**Task prompt**
Pull out every line of the records that contains the word "canopy", matching its case exactly, and copy each one as it appears.
=-=-=-=-=
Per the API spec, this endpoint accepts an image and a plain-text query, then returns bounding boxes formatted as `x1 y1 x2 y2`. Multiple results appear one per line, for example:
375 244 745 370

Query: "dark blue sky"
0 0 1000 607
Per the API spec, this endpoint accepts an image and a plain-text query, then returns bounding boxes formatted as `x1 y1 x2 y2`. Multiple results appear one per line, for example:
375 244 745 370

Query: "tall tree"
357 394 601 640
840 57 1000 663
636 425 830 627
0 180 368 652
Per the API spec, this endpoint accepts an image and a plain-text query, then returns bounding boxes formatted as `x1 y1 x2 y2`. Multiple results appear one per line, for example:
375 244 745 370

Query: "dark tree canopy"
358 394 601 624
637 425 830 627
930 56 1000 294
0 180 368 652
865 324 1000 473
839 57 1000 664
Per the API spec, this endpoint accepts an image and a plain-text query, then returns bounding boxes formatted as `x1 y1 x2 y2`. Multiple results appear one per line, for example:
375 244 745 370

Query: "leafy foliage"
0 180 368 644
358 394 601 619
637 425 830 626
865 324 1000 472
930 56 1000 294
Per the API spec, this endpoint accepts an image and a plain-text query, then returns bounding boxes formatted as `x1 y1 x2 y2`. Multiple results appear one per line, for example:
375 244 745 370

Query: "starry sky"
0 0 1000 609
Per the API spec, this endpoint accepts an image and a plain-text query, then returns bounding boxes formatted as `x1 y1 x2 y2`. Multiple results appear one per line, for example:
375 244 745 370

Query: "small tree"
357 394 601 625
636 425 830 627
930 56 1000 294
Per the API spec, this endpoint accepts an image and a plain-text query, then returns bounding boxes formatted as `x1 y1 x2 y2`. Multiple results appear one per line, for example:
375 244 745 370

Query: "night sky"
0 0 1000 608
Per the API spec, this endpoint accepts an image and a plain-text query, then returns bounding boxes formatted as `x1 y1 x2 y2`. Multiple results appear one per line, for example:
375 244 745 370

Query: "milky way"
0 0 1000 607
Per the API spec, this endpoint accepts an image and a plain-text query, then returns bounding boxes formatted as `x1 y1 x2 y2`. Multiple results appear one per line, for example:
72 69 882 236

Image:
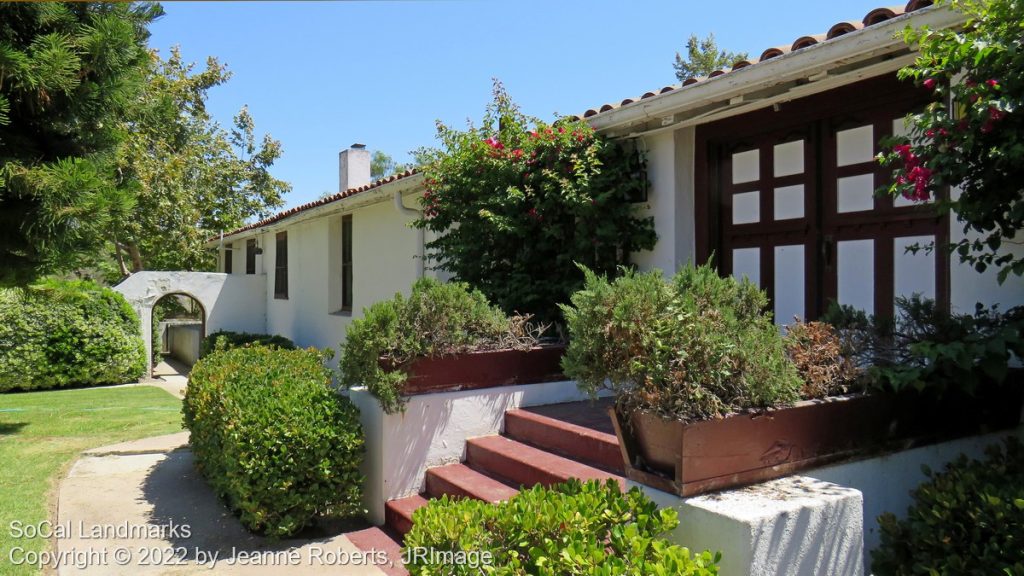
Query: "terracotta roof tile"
583 0 934 118
216 169 419 242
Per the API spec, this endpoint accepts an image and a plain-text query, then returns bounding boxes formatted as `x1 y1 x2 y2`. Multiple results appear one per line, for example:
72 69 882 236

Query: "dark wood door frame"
694 74 949 318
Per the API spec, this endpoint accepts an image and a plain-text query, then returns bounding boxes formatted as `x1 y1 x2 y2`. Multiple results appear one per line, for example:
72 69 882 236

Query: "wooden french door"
696 73 948 324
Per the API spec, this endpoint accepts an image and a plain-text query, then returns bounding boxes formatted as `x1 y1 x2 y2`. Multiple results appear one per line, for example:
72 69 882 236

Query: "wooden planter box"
381 345 565 396
609 379 1024 496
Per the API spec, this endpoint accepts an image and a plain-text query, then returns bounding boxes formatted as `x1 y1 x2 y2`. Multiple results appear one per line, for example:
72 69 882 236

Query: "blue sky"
150 0 897 206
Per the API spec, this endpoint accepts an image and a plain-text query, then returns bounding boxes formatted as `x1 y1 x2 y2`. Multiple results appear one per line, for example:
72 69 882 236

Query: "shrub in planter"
562 265 801 421
825 295 1024 395
871 438 1024 576
182 346 364 536
200 330 295 357
783 321 862 399
406 480 720 576
339 278 544 414
0 281 145 390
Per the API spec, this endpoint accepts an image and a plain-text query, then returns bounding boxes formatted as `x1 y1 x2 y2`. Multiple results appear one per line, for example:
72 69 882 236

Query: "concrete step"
384 494 427 536
345 527 409 576
505 410 626 475
466 436 626 488
427 464 519 502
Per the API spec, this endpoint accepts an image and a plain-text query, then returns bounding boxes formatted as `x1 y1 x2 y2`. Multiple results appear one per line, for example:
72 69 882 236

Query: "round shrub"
339 278 544 414
562 265 801 421
182 346 364 537
199 330 295 357
406 480 720 576
871 438 1024 576
0 281 145 390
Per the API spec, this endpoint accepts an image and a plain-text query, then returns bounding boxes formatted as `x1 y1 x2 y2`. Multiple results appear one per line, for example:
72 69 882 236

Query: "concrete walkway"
56 386 384 576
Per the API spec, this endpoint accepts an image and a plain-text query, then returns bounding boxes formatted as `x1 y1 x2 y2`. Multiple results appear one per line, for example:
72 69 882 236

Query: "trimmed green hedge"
406 480 720 576
199 330 295 357
0 281 145 392
871 437 1024 576
182 346 364 537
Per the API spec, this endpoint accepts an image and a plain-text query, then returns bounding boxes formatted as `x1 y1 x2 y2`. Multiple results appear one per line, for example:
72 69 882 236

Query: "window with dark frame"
341 214 352 312
224 244 234 274
273 232 288 300
246 238 256 274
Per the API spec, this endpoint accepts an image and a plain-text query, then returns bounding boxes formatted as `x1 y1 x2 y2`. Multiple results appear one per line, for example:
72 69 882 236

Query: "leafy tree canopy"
0 2 163 285
882 0 1024 282
416 82 656 320
370 150 412 181
673 34 746 82
109 47 291 273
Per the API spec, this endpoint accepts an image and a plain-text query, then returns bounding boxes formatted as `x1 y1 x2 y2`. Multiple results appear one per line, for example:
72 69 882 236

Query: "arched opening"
151 292 207 375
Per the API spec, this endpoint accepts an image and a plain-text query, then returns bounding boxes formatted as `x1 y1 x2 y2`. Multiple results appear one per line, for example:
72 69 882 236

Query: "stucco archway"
114 272 266 377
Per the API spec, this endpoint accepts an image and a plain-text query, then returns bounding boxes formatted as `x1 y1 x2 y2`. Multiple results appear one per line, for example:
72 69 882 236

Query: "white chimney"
338 143 370 192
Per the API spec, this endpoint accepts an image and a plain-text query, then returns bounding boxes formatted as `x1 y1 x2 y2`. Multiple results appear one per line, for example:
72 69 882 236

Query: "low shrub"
=-=-=-=-=
**Solution**
Query: "dark tree canopy"
Query: "leafy tree canopy"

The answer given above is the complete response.